*Exercise task*
Lay out the listing below as a Markdown table with the columns "Row" and "Line", one numbered row per line, skipping blank lines. Omit the pictures.

*Provided data*
++++++++++++++++++++

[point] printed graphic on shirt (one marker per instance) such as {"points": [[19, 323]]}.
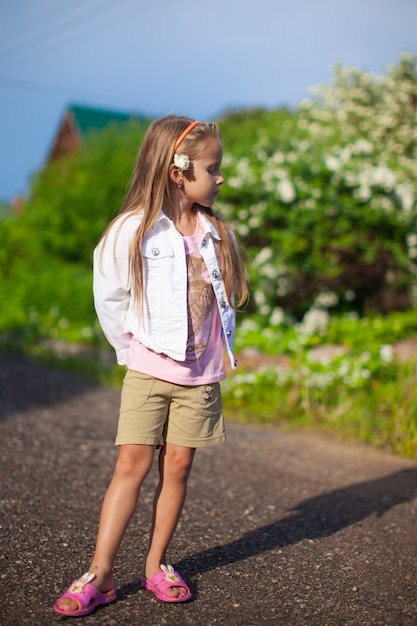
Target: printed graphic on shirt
{"points": [[200, 308]]}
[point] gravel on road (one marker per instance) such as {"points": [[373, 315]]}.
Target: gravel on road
{"points": [[286, 528]]}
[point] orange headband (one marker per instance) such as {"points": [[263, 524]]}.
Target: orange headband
{"points": [[184, 134]]}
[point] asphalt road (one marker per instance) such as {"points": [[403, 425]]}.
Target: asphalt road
{"points": [[278, 528]]}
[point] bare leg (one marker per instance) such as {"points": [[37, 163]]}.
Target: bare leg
{"points": [[175, 464], [119, 504]]}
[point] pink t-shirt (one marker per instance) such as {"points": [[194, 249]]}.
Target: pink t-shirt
{"points": [[204, 362]]}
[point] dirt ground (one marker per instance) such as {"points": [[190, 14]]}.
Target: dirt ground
{"points": [[289, 528]]}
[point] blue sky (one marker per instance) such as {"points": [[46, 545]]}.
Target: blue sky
{"points": [[167, 56]]}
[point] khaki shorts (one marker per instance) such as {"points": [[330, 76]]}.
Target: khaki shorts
{"points": [[153, 412]]}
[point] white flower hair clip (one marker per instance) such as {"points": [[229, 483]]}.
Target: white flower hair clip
{"points": [[182, 161]]}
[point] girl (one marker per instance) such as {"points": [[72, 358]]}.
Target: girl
{"points": [[167, 279]]}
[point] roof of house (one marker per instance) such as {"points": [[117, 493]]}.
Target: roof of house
{"points": [[78, 121], [87, 118]]}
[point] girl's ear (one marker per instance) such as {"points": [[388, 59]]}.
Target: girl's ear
{"points": [[175, 174]]}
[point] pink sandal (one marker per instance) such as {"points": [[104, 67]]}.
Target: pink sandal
{"points": [[166, 579], [86, 596]]}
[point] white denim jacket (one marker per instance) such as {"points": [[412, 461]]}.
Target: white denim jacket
{"points": [[162, 323]]}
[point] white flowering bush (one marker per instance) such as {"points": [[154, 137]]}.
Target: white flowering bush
{"points": [[326, 198]]}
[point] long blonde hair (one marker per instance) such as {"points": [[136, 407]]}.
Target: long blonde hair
{"points": [[150, 189]]}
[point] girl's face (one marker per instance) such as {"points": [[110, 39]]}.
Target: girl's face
{"points": [[202, 182]]}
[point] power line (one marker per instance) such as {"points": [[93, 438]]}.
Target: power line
{"points": [[67, 27], [53, 30], [44, 88]]}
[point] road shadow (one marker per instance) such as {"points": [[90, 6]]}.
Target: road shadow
{"points": [[25, 385], [314, 518]]}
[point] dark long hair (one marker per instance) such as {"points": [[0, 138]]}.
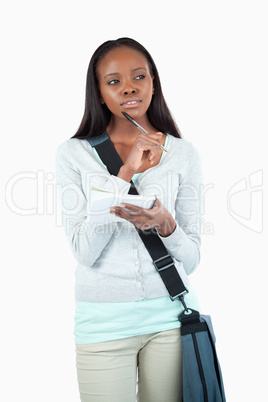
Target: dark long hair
{"points": [[97, 116]]}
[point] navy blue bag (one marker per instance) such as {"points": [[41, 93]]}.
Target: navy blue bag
{"points": [[202, 378]]}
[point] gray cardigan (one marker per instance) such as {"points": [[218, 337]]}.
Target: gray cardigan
{"points": [[113, 264]]}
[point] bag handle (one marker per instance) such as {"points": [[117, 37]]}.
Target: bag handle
{"points": [[162, 260]]}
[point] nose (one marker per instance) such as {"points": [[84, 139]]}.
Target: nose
{"points": [[129, 89]]}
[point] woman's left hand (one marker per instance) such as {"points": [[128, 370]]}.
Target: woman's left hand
{"points": [[157, 217]]}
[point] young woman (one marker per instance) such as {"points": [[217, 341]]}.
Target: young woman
{"points": [[126, 325]]}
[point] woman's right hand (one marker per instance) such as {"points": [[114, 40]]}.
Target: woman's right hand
{"points": [[145, 149]]}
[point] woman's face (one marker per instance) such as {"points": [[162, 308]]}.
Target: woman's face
{"points": [[125, 82]]}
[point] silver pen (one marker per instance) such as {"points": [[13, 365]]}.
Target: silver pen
{"points": [[140, 127]]}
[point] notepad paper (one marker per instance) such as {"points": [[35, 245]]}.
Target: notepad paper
{"points": [[101, 201]]}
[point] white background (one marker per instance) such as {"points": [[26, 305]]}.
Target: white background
{"points": [[212, 60]]}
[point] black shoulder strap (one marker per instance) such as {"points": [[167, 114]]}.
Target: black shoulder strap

++++++++++++++++++++

*Exercise result*
| Row | Line |
|---|---|
| 1 | [point] printed graphic on shirt (one marker per instance) such as {"points": [[19, 323]]}. |
| 2 | Target: printed graphic on shirt |
| 3 | {"points": [[200, 308]]} |
| 4 | [point] gravel on road (one marker per instance) such as {"points": [[373, 315]]}. |
| 5 | Target: gravel on road |
| 6 | {"points": [[286, 528]]} |
| 7 | [point] orange headband (one marker per instance) such as {"points": [[263, 524]]}. |
| 8 | Target: orange headband |
| 9 | {"points": [[184, 134]]} |
| 10 | [point] asphalt road (one marker per instance) such as {"points": [[403, 425]]}. |
| 11 | Target: asphalt road |
| 12 | {"points": [[278, 528]]} |
| 13 | [point] bare leg (one marker per instance) such as {"points": [[37, 163]]}. |
| 14 | Target: bare leg |
| 15 | {"points": [[175, 464], [119, 504]]} |
| 16 | [point] pink t-shirt (one marker per instance) such as {"points": [[194, 249]]}. |
| 17 | Target: pink t-shirt |
| 18 | {"points": [[204, 362]]} |
| 19 | [point] dirt ground (one marker per instance) such as {"points": [[190, 14]]}. |
| 20 | Target: dirt ground |
| 21 | {"points": [[289, 528]]} |
| 22 | [point] blue sky (one marker per instance) such as {"points": [[46, 545]]}. |
| 23 | Target: blue sky |
| 24 | {"points": [[167, 56]]} |
| 25 | [point] khaki shorts (one marker per instance) such as {"points": [[330, 76]]}. |
| 26 | Target: khaki shorts |
| 27 | {"points": [[153, 412]]} |
| 28 | [point] white flower hair clip (one marker per instance) such as {"points": [[229, 483]]}. |
| 29 | Target: white flower hair clip |
| 30 | {"points": [[182, 161]]} |
| 31 | [point] girl (one marker per instance) such as {"points": [[72, 358]]}. |
| 32 | Target: girl |
| 33 | {"points": [[167, 279]]} |
| 34 | [point] roof of house (one marker per instance) such as {"points": [[117, 493]]}. |
| 35 | Target: roof of house |
| 36 | {"points": [[78, 121], [87, 118]]} |
| 37 | [point] girl's ear (one marker per instance) such as {"points": [[388, 59]]}. |
| 38 | Target: girl's ear |
| 39 | {"points": [[175, 174]]} |
| 40 | [point] pink sandal (one marker per instance) such as {"points": [[104, 67]]}. |
| 41 | Target: pink sandal |
| 42 | {"points": [[166, 579], [86, 596]]} |
| 43 | [point] white denim jacket (one marker per instance) such as {"points": [[412, 461]]}. |
| 44 | Target: white denim jacket |
| 45 | {"points": [[162, 323]]} |
| 46 | [point] white flowering bush (one marker per instance) such as {"points": [[154, 137]]}. |
| 47 | Target: white flowering bush |
| 48 | {"points": [[326, 198]]} |
| 49 | [point] long blonde hair (one marker per instance) such as {"points": [[136, 407]]}. |
| 50 | Target: long blonde hair |
| 51 | {"points": [[150, 189]]} |
| 52 | [point] girl's face (one marker per instance) such as {"points": [[110, 39]]}. |
| 53 | Target: girl's face |
| 54 | {"points": [[202, 182]]} |
| 55 | [point] power line (one marker per instance) such as {"points": [[93, 438]]}. |
| 56 | Target: power line |
| 57 | {"points": [[67, 27], [53, 30], [44, 88]]} |
| 58 | [point] road shadow (one marker per instance) such as {"points": [[90, 6]]}. |
| 59 | Target: road shadow |
| 60 | {"points": [[25, 385], [314, 518]]} |
| 61 | [point] dark long hair (one marker per instance) such as {"points": [[0, 138]]}. |
| 62 | Target: dark long hair |
| 63 | {"points": [[97, 116]]} |
| 64 | [point] navy blue bag (one marker per instance) such as {"points": [[41, 93]]}. |
| 65 | Target: navy blue bag |
| 66 | {"points": [[202, 378]]} |
| 67 | [point] gray cardigan (one marker per instance) such as {"points": [[218, 337]]}. |
| 68 | Target: gray cardigan |
| 69 | {"points": [[113, 264]]} |
| 70 | [point] bag handle (one marker per instance) such as {"points": [[117, 37]]}. |
| 71 | Target: bag handle |
| 72 | {"points": [[162, 260]]} |
| 73 | [point] nose (one marker per instance) such as {"points": [[84, 139]]}. |
| 74 | Target: nose |
| 75 | {"points": [[129, 89]]} |
| 76 | [point] woman's left hand (one marker per instance) such as {"points": [[128, 370]]}. |
| 77 | Target: woman's left hand |
| 78 | {"points": [[157, 217]]} |
| 79 | [point] young woman (one marker per instance) such as {"points": [[217, 341]]}. |
| 80 | Target: young woman |
| 81 | {"points": [[126, 325]]} |
| 82 | [point] woman's right hand (one marker per instance) such as {"points": [[114, 40]]}. |
| 83 | Target: woman's right hand |
| 84 | {"points": [[145, 149]]} |
| 85 | [point] woman's face (one marker per instance) such as {"points": [[162, 308]]}. |
| 86 | Target: woman's face |
| 87 | {"points": [[125, 82]]} |
| 88 | [point] silver pen (one marker per instance) such as {"points": [[13, 365]]}. |
| 89 | Target: silver pen |
| 90 | {"points": [[140, 127]]} |
| 91 | [point] notepad paper (one marker per instance) such as {"points": [[35, 245]]}. |
| 92 | Target: notepad paper |
| 93 | {"points": [[101, 201]]} |
| 94 | [point] white background (one marker per instance) such as {"points": [[26, 305]]}. |
| 95 | Target: white background |
| 96 | {"points": [[212, 60]]} |
| 97 | [point] black shoulder strap (one marker per instance) such as {"points": [[167, 114]]}. |
| 98 | Target: black shoulder strap |